Bitte nenne aus dem Text über das Kriegerdenkmal in Kalk den Verein, der das Denkmal laut der verschwundenen Marmorplatte errichtet hat.

§ **Textauszug**:
++++++

Das Kriegerdenkmal in Kalk

Was findet die neugierige Spaziergängerin auf dem alten Friedhof Kalk? Ein mysteriöses Kriegerdenkmal, bei dem der militärische Bezug klar, aber der konkrete Zweck lange nicht mehr ersichtlich ist. Schauen wir uns das Ganze genauer an.

Wir betreten den alten Friedhof von der Kapellenstraße über den ersten Eingang, passieren vereinzelte Grabstätten und orientieren uns am höchsten (und einzigen) Denkmal im Park. Es steht etwas hinter Bäumen versteckt mittig im Park.

Das Kriegerdenkmal auf dem alten Friedhof Kalk

Lorbeer, Kanonen und ein kopfloser Adler

Das Denkmal steht auf drei Stufen und einem quadratischen Unterbau. Auf dem Unterbau ruht ein Quader, der auf zwei von vier Seiten folgendes Motiv trägt: einen Kranz, zur Hälfte aus Eichenlaub und zur Hälfte aus Lorbeer, mit einem Schild in der Mitte, auf dem keine Inschrift mehr erkennbar ist. Auf den beiden „leeren“ Seiten muss früher auch etwas gewesen sein, zumindest sieht die Oberfläche bearbeitet aus.

Das Kriegerdenkmal aus der Nähe

Auf diesem ersten Quader sitzt, etwas zurückgesetzt hinter Säulen, ein weiterer Quader. Er ist auf allen vier Seiten blank, wobei Befestigungen davon zeugen, dass hier dereinst Tafeln befestigt waren. Über den Tafeln erkennen wir, fast am besten erhalten, auf allen vier Seiten militärische Insignien wie Kanonenrohre und Säbel. Mein persönlicher Favorit ist der Adler mit weit geöffneten Flügeln, der seinen Kopf verloren hat und nun eher wie ein gerupftes Hühnchen aussieht.

Trauriger kopfloser Adler

Den oberen Abschluss bildet ein Steinpfeiler, auf zwei Seiten mit Siegerkranz und großen (Palm-?) Blättern dekoriert, mit einem darauf liegenden Helm. Der Helm versteckt sich im Moment in einer Holzkiste und kommt sicher im Frühling wieder zum Vorschein.

Seitenansicht des Kriegerdenkmals

Unser Fundstück hat einen klaren Kriegsbezug. Die militärische Ehrung spricht aus den gewundenen Kränzen aus Eichenlaub und Lorbeer. Auch die Kanonenrohre und Säbel kamen schon zur Sprache. Doch wer sollte hier geehrt werden? Auf der nach 1945 verschwundenen Marmorplatte auf dem unteren Steinquader stand:

Errichtet
zur Erinnerung
an die siegreichen Feldzüge
der Jahre 1864, 66, 70/71
von dem kameradschaftlichen
Krieger-Verein
zu Kalk

Unpolitisches Gedenken?

++++++

§ **Datenauszüge**:
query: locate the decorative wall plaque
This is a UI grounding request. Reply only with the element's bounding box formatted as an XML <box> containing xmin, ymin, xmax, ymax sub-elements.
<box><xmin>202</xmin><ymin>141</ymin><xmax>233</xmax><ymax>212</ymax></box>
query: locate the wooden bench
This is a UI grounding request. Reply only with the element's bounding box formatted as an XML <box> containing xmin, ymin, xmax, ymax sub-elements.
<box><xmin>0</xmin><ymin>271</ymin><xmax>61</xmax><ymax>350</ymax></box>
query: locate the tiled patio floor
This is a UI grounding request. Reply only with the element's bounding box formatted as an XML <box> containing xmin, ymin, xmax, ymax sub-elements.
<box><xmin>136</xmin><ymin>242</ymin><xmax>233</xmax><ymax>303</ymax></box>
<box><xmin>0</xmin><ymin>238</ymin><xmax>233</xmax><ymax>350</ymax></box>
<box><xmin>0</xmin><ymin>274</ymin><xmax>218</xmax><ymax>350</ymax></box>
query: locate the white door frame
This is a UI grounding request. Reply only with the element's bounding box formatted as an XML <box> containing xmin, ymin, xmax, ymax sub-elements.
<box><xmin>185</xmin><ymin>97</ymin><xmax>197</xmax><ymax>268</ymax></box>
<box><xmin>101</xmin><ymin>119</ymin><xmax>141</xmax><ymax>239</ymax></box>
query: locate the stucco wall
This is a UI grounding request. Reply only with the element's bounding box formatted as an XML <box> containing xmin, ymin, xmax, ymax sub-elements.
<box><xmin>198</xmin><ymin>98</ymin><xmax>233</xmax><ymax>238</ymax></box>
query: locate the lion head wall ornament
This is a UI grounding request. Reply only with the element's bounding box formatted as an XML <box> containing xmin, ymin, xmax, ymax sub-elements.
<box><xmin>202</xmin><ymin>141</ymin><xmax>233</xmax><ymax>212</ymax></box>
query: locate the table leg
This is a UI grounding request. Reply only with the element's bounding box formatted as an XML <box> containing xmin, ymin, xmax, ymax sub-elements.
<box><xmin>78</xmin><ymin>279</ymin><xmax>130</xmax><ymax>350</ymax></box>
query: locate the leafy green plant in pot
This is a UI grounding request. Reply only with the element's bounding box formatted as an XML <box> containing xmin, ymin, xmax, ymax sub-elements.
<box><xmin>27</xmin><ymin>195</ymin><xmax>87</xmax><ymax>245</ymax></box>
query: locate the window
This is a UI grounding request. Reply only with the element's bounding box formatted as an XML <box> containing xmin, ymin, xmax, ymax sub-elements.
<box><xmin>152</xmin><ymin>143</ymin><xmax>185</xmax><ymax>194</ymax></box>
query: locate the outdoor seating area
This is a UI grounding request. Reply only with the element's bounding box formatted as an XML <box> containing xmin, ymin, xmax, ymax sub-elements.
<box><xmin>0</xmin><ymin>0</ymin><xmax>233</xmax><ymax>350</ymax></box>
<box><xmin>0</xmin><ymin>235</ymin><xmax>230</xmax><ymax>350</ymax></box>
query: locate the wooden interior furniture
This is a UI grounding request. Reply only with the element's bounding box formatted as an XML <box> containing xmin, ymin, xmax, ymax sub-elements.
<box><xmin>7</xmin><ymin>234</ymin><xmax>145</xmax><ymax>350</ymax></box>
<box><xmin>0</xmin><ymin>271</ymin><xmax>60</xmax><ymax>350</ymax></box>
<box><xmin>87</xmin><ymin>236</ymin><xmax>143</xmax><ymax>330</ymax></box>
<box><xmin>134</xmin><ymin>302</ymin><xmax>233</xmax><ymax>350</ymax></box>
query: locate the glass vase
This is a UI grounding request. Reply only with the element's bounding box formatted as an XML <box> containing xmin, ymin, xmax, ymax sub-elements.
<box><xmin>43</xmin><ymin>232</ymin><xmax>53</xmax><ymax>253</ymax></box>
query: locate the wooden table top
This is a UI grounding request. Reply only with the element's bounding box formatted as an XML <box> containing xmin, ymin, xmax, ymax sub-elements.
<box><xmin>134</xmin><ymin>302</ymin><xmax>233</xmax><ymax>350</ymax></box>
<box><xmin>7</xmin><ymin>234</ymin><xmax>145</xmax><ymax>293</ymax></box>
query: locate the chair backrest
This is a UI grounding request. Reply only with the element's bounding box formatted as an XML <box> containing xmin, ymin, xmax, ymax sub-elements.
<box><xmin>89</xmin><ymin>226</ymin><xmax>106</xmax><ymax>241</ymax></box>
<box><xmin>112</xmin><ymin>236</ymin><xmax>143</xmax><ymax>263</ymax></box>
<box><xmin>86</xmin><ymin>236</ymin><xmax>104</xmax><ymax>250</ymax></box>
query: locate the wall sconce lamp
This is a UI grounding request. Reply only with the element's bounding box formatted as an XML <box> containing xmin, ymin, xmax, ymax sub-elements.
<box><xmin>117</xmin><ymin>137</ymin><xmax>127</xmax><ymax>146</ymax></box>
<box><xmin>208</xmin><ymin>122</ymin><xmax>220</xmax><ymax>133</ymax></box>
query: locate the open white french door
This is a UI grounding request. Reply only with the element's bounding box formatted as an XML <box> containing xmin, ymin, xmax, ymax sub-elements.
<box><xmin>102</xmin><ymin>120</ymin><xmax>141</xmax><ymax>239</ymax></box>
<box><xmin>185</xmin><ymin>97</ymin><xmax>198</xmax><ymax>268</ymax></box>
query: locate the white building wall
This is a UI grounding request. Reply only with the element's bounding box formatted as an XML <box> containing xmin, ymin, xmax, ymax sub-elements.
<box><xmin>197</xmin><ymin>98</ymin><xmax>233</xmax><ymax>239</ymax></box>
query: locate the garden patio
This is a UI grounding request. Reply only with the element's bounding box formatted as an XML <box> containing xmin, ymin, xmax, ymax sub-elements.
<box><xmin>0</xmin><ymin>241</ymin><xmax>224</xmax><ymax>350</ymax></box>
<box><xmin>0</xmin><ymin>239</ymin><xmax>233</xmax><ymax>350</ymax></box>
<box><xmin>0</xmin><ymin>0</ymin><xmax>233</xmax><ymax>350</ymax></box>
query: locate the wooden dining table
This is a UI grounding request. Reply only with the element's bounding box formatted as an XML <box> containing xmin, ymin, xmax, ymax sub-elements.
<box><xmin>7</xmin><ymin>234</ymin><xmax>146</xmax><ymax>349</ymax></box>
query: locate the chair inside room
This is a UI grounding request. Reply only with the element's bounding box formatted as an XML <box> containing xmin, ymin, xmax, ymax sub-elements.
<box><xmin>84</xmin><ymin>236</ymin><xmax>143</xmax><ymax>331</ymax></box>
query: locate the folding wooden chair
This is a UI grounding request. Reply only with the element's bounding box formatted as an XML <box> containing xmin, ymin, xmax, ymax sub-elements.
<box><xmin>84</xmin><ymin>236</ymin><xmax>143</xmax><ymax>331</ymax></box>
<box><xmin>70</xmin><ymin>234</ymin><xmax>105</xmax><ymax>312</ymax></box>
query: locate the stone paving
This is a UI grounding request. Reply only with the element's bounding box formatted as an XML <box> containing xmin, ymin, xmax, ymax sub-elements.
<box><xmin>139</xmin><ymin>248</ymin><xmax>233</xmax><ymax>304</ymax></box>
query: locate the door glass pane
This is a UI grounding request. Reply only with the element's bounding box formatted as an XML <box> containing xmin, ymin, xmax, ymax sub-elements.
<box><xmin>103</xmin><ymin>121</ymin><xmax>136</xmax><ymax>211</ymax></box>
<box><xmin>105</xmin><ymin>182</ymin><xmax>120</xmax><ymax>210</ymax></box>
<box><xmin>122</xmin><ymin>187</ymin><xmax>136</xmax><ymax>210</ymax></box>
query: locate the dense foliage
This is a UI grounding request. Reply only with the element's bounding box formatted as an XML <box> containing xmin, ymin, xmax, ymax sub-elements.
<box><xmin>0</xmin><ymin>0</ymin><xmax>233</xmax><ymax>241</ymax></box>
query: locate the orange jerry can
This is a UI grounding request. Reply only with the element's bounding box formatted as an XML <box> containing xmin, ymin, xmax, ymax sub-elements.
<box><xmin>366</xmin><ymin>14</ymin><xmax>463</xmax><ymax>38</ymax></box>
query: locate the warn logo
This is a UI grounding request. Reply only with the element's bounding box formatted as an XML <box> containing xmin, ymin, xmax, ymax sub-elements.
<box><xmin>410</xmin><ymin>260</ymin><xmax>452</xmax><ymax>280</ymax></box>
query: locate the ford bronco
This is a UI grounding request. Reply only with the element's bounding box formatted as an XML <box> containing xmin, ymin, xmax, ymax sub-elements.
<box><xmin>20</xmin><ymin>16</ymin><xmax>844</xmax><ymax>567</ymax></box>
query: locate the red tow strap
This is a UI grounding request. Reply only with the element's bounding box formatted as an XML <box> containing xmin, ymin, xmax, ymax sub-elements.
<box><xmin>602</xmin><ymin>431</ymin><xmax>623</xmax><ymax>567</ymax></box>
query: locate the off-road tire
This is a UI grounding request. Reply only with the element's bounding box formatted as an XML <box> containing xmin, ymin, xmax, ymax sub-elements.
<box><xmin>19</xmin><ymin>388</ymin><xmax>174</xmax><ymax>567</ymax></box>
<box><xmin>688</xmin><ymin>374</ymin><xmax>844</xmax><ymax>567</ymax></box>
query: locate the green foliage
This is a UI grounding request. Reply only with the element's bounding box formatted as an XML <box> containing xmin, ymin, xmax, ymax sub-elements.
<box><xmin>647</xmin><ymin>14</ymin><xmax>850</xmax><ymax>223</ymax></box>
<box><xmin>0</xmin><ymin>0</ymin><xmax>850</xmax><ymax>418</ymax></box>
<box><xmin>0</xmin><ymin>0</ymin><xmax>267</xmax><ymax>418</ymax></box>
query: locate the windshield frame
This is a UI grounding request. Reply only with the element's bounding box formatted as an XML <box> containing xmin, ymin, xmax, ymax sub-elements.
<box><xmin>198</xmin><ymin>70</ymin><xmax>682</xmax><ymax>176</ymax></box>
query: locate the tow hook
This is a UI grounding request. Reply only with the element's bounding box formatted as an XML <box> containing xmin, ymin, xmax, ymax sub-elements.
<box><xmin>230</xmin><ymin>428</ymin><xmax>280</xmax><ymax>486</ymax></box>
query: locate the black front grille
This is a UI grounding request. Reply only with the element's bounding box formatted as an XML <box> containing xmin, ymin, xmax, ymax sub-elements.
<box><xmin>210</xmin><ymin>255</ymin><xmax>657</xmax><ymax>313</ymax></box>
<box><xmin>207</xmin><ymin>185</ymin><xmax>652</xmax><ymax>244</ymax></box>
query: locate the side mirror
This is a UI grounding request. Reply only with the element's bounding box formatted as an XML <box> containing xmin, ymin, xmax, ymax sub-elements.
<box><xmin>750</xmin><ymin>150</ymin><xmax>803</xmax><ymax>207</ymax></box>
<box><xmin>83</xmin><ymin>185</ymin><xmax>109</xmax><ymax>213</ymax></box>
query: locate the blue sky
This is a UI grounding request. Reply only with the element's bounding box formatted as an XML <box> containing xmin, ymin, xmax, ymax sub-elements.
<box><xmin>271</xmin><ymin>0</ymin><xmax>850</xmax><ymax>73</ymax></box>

++++++

§ **Lösung**:
Der kameradschaftliche Krieger-Verein zu Kalk.